» **Instructions for the task**:
Retrieve all lines below that have the string "tall".

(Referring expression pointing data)
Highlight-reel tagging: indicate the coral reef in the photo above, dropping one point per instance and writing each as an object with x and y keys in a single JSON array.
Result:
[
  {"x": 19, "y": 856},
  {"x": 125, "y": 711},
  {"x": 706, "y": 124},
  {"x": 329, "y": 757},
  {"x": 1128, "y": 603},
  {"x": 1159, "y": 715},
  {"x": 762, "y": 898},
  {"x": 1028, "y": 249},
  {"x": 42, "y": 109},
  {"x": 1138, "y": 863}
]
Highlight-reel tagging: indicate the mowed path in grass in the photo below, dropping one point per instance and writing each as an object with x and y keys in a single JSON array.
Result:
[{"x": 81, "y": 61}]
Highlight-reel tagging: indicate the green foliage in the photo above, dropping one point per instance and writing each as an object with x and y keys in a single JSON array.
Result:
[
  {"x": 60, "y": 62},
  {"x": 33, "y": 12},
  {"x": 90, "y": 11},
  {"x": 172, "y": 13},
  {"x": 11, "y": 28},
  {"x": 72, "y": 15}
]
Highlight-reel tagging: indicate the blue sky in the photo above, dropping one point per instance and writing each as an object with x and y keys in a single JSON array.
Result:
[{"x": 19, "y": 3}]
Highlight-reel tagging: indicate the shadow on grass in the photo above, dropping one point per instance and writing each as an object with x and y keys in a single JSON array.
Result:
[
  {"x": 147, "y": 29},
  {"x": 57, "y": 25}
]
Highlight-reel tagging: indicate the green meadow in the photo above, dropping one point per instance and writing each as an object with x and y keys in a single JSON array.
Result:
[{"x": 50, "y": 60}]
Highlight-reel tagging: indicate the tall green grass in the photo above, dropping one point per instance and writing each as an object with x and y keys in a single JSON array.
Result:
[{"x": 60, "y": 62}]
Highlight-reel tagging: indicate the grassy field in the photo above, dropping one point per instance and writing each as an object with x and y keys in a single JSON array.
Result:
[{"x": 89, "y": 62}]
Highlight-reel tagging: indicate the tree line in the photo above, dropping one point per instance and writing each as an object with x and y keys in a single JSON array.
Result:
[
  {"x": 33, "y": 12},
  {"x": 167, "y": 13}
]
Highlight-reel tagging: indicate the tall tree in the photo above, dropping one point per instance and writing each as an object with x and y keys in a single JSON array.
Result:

» **Written reply**:
Highlight-reel tagging: indicate the tall green grass in the photo above, dropping one point per instance and writing each as an object with x and y keys in a single JSON array.
Highlight-reel tagging: indicate the tall tree in the photo above, dropping one point per instance and writing each as an object with x and y keys in a single JSON array.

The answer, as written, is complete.